[Items from a data source]
*** Block opens ***

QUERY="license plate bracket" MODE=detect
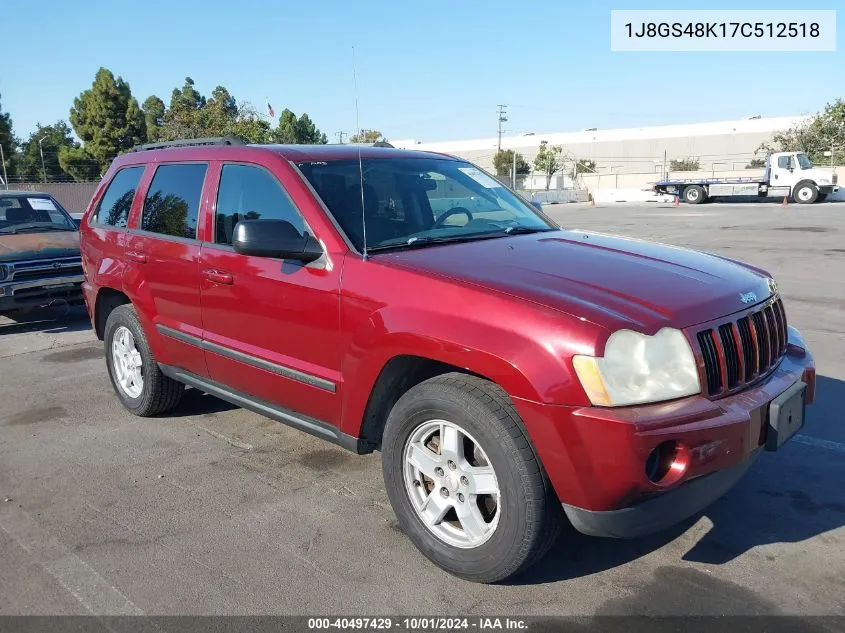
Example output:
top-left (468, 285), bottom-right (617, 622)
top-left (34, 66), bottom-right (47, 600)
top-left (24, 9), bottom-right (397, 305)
top-left (765, 381), bottom-right (806, 451)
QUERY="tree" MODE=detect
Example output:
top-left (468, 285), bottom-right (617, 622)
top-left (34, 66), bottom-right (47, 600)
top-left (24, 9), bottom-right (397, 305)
top-left (231, 103), bottom-right (272, 144)
top-left (142, 95), bottom-right (166, 142)
top-left (272, 109), bottom-right (328, 144)
top-left (745, 158), bottom-right (766, 169)
top-left (492, 149), bottom-right (530, 184)
top-left (670, 158), bottom-right (700, 171)
top-left (59, 146), bottom-right (103, 181)
top-left (16, 121), bottom-right (78, 182)
top-left (0, 93), bottom-right (16, 182)
top-left (70, 68), bottom-right (146, 169)
top-left (533, 141), bottom-right (564, 190)
top-left (159, 77), bottom-right (207, 140)
top-left (761, 99), bottom-right (845, 165)
top-left (350, 129), bottom-right (386, 143)
top-left (570, 158), bottom-right (596, 179)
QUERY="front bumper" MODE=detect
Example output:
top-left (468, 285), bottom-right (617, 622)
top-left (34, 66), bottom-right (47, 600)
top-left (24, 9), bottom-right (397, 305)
top-left (0, 274), bottom-right (84, 312)
top-left (513, 330), bottom-right (815, 537)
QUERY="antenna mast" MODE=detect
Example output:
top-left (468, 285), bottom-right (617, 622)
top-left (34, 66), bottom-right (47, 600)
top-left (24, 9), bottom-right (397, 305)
top-left (352, 46), bottom-right (368, 260)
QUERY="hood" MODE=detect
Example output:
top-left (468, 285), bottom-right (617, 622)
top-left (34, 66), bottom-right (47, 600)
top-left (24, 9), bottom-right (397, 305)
top-left (0, 230), bottom-right (80, 263)
top-left (377, 230), bottom-right (773, 333)
top-left (804, 168), bottom-right (837, 183)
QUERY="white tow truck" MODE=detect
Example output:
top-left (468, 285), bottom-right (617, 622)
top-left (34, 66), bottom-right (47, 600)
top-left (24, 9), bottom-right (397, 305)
top-left (653, 151), bottom-right (839, 204)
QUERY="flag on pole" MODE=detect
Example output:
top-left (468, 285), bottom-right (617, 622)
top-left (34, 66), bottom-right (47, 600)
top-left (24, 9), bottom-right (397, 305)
top-left (266, 98), bottom-right (275, 119)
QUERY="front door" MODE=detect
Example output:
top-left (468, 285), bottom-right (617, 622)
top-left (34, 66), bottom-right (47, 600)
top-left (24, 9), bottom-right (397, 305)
top-left (199, 161), bottom-right (343, 426)
top-left (770, 153), bottom-right (798, 190)
top-left (124, 162), bottom-right (210, 377)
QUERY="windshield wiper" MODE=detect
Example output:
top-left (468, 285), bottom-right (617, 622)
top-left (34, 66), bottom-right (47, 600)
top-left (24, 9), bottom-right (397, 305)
top-left (501, 226), bottom-right (557, 235)
top-left (0, 224), bottom-right (75, 234)
top-left (368, 233), bottom-right (506, 253)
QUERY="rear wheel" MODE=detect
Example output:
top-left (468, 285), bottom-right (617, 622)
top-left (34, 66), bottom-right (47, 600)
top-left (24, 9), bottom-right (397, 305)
top-left (104, 304), bottom-right (183, 416)
top-left (793, 181), bottom-right (818, 204)
top-left (683, 185), bottom-right (706, 204)
top-left (382, 373), bottom-right (562, 583)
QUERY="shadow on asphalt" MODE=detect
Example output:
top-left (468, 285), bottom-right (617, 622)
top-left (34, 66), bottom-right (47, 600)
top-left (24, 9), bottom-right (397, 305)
top-left (168, 387), bottom-right (239, 417)
top-left (0, 304), bottom-right (91, 336)
top-left (508, 374), bottom-right (845, 586)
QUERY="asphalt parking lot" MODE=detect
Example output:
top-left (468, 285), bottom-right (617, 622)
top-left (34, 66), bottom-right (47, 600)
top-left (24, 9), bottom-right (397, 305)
top-left (1, 201), bottom-right (843, 617)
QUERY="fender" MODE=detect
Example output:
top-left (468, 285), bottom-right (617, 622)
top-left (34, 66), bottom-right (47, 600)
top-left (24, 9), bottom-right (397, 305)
top-left (339, 303), bottom-right (594, 438)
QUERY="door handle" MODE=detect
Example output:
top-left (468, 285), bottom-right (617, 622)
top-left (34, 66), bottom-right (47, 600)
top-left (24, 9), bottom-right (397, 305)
top-left (126, 250), bottom-right (147, 263)
top-left (203, 268), bottom-right (234, 285)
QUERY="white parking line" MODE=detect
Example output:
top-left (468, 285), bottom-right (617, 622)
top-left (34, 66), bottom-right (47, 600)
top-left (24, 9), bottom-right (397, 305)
top-left (793, 434), bottom-right (845, 453)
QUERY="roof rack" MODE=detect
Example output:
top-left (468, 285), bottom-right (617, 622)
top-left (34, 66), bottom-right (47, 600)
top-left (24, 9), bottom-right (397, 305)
top-left (128, 136), bottom-right (246, 153)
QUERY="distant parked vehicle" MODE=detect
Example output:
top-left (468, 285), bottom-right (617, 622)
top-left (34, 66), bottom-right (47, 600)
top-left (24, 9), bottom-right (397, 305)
top-left (653, 152), bottom-right (839, 204)
top-left (0, 191), bottom-right (84, 315)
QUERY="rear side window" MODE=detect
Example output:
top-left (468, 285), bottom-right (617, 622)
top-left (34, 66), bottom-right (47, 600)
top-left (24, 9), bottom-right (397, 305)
top-left (215, 164), bottom-right (306, 246)
top-left (94, 166), bottom-right (144, 227)
top-left (141, 163), bottom-right (208, 239)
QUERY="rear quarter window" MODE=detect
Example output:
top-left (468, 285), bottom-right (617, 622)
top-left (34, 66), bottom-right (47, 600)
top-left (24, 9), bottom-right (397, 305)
top-left (93, 166), bottom-right (145, 227)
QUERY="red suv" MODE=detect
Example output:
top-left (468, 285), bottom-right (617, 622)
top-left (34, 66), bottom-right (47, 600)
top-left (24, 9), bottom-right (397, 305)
top-left (79, 138), bottom-right (816, 583)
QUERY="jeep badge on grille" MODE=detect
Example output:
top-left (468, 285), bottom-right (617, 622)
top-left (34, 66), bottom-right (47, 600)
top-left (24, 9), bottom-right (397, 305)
top-left (740, 292), bottom-right (758, 304)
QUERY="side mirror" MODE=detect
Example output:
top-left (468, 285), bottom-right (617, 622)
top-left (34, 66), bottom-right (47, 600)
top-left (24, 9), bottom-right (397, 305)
top-left (233, 219), bottom-right (322, 263)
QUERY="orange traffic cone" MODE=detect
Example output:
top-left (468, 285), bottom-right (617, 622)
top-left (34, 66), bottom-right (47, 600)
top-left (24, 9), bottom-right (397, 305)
top-left (673, 196), bottom-right (680, 207)
top-left (782, 196), bottom-right (788, 207)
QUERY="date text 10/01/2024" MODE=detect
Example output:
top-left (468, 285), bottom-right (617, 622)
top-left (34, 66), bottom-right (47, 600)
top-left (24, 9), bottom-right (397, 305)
top-left (625, 22), bottom-right (820, 38)
top-left (307, 617), bottom-right (528, 630)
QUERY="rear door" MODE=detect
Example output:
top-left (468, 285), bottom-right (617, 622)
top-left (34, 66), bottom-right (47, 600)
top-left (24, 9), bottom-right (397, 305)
top-left (124, 162), bottom-right (210, 377)
top-left (198, 160), bottom-right (343, 425)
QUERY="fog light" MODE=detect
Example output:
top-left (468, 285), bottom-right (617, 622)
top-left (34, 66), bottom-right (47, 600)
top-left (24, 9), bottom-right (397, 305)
top-left (645, 441), bottom-right (689, 485)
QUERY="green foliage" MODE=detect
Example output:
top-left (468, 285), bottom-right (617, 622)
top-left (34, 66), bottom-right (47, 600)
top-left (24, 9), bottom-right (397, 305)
top-left (570, 158), bottom-right (596, 179)
top-left (271, 109), bottom-right (328, 144)
top-left (533, 141), bottom-right (564, 190)
top-left (761, 99), bottom-right (845, 164)
top-left (669, 158), bottom-right (700, 171)
top-left (350, 129), bottom-right (386, 143)
top-left (69, 68), bottom-right (146, 169)
top-left (492, 149), bottom-right (530, 180)
top-left (142, 96), bottom-right (166, 142)
top-left (745, 158), bottom-right (766, 169)
top-left (0, 93), bottom-right (15, 180)
top-left (59, 146), bottom-right (102, 181)
top-left (16, 121), bottom-right (79, 181)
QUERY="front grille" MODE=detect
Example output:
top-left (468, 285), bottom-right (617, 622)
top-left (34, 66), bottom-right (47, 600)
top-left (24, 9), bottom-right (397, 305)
top-left (696, 297), bottom-right (788, 396)
top-left (6, 257), bottom-right (82, 282)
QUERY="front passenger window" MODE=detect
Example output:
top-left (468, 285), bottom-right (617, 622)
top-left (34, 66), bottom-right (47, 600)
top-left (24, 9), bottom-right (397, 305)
top-left (215, 164), bottom-right (307, 246)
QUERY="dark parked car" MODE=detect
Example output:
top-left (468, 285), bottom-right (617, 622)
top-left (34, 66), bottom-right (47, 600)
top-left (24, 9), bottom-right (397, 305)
top-left (78, 138), bottom-right (816, 583)
top-left (0, 191), bottom-right (84, 315)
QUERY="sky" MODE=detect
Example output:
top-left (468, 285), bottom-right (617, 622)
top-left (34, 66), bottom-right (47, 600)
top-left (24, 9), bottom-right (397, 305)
top-left (1, 0), bottom-right (842, 144)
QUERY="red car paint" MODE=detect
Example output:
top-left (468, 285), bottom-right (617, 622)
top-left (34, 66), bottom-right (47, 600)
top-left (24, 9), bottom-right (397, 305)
top-left (79, 144), bottom-right (815, 521)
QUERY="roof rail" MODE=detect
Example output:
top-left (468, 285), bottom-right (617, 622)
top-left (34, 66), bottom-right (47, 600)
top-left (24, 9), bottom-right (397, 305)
top-left (128, 136), bottom-right (246, 153)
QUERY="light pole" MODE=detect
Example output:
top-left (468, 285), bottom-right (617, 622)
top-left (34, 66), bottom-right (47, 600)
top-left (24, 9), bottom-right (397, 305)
top-left (38, 136), bottom-right (48, 183)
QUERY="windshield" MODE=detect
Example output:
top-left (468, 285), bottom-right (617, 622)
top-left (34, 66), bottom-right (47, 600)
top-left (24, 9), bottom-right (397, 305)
top-left (796, 153), bottom-right (813, 170)
top-left (296, 157), bottom-right (556, 252)
top-left (0, 195), bottom-right (76, 233)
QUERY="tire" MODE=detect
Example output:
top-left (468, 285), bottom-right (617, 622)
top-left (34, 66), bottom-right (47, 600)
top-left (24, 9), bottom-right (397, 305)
top-left (382, 373), bottom-right (562, 583)
top-left (793, 181), bottom-right (818, 204)
top-left (104, 304), bottom-right (183, 416)
top-left (683, 185), bottom-right (706, 205)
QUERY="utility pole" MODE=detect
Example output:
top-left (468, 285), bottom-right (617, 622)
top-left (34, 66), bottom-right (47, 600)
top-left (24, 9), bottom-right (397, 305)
top-left (336, 131), bottom-right (347, 144)
top-left (496, 104), bottom-right (508, 152)
top-left (38, 136), bottom-right (48, 183)
top-left (512, 150), bottom-right (517, 189)
top-left (0, 144), bottom-right (8, 190)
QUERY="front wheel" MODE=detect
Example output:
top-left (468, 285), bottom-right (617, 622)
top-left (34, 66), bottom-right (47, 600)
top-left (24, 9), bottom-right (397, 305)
top-left (793, 182), bottom-right (819, 204)
top-left (382, 373), bottom-right (562, 583)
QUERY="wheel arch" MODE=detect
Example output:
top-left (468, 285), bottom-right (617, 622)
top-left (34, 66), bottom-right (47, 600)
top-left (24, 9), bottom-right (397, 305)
top-left (94, 286), bottom-right (131, 340)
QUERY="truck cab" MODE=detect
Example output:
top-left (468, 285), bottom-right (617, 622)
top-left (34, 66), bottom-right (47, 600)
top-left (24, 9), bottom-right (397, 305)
top-left (766, 151), bottom-right (839, 203)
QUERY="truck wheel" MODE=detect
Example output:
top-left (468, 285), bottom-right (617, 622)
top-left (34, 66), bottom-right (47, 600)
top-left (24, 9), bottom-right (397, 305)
top-left (104, 304), bottom-right (184, 416)
top-left (683, 185), bottom-right (706, 204)
top-left (381, 373), bottom-right (562, 583)
top-left (793, 182), bottom-right (818, 204)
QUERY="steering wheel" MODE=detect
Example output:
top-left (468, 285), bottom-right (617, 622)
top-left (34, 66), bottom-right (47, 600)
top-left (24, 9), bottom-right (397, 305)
top-left (433, 206), bottom-right (473, 228)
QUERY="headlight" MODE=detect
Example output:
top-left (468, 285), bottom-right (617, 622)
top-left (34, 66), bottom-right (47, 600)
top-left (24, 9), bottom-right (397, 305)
top-left (572, 328), bottom-right (701, 407)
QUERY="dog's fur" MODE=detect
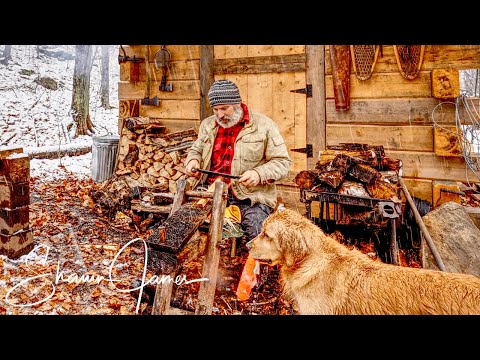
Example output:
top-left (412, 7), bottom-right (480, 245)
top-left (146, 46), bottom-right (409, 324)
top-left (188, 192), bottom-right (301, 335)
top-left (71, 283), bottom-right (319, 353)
top-left (246, 208), bottom-right (480, 315)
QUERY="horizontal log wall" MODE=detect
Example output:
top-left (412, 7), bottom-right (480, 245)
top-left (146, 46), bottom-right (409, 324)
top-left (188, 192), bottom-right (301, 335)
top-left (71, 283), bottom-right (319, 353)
top-left (325, 45), bottom-right (480, 203)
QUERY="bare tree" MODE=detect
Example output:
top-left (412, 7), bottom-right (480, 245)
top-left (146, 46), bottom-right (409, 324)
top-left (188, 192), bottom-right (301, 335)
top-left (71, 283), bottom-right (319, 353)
top-left (100, 45), bottom-right (111, 109)
top-left (460, 69), bottom-right (480, 97)
top-left (0, 45), bottom-right (12, 65)
top-left (71, 45), bottom-right (95, 136)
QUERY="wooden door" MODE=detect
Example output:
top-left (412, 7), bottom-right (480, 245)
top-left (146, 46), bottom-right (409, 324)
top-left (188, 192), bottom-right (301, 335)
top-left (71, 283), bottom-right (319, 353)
top-left (211, 45), bottom-right (325, 173)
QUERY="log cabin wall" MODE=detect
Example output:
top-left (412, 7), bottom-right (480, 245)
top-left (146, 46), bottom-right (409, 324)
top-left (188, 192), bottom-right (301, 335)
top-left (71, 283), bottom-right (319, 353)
top-left (117, 45), bottom-right (480, 208)
top-left (326, 45), bottom-right (480, 204)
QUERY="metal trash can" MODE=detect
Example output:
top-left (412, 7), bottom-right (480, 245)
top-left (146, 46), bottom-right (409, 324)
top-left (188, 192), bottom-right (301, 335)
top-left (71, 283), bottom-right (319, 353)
top-left (91, 135), bottom-right (120, 183)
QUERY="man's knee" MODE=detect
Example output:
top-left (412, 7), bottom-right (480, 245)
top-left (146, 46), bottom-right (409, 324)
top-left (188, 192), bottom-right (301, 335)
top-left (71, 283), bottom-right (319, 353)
top-left (241, 204), bottom-right (273, 241)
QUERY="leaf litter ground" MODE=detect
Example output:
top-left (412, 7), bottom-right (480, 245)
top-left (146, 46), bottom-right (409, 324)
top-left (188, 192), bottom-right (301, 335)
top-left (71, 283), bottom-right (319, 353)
top-left (0, 174), bottom-right (297, 315)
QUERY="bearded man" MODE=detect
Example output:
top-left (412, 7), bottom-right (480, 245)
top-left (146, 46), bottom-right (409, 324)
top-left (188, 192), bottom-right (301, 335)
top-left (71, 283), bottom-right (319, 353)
top-left (184, 79), bottom-right (292, 243)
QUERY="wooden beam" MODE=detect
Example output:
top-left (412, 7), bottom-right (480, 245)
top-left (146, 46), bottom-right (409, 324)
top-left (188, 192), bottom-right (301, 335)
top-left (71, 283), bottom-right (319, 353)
top-left (140, 100), bottom-right (200, 120)
top-left (327, 124), bottom-right (433, 152)
top-left (306, 45), bottom-right (325, 168)
top-left (214, 54), bottom-right (306, 74)
top-left (120, 60), bottom-right (200, 82)
top-left (195, 181), bottom-right (228, 315)
top-left (118, 80), bottom-right (200, 100)
top-left (326, 98), bottom-right (459, 125)
top-left (151, 176), bottom-right (187, 315)
top-left (124, 45), bottom-right (200, 61)
top-left (200, 45), bottom-right (215, 120)
top-left (326, 72), bottom-right (432, 99)
top-left (387, 150), bottom-right (478, 182)
top-left (326, 45), bottom-right (480, 74)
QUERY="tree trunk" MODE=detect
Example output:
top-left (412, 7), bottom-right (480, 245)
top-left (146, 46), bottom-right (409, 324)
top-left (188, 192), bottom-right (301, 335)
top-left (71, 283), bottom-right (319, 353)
top-left (71, 45), bottom-right (95, 136)
top-left (1, 45), bottom-right (12, 64)
top-left (100, 45), bottom-right (111, 109)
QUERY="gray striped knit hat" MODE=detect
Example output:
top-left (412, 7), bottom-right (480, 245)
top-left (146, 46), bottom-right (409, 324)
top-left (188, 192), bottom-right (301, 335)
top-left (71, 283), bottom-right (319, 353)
top-left (208, 80), bottom-right (242, 107)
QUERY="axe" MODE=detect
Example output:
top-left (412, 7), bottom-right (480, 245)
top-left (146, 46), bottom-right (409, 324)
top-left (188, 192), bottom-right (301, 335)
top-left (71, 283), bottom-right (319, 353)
top-left (141, 45), bottom-right (160, 106)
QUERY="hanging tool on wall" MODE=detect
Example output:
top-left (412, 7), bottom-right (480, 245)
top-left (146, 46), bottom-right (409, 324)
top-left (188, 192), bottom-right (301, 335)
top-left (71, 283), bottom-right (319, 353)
top-left (154, 45), bottom-right (173, 92)
top-left (141, 45), bottom-right (160, 106)
top-left (330, 45), bottom-right (351, 111)
top-left (118, 45), bottom-right (144, 83)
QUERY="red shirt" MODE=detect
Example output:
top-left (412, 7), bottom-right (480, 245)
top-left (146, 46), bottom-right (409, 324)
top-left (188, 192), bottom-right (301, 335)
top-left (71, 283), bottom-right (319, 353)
top-left (207, 103), bottom-right (250, 185)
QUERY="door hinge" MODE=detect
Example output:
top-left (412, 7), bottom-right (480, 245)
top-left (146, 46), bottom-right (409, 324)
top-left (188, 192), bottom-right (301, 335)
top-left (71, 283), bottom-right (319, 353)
top-left (290, 84), bottom-right (312, 97)
top-left (291, 144), bottom-right (313, 158)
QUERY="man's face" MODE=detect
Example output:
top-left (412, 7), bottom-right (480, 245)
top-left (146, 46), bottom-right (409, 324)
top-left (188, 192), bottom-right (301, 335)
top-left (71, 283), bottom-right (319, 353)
top-left (212, 104), bottom-right (235, 120)
top-left (212, 104), bottom-right (243, 128)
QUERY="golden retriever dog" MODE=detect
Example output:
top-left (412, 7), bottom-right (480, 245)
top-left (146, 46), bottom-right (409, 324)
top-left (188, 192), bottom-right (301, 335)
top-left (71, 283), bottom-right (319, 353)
top-left (246, 208), bottom-right (480, 315)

*** Block closes ***

[TASK STATEMENT]:
In the records above, each line with the string "wall" should be copied.

[ANSWER SECTION]:
QUERY="horizontal log wall" MODE=detect
QUERY="log cabin wall" MODE=detect
QUERY="hanging tool on wall" MODE=detect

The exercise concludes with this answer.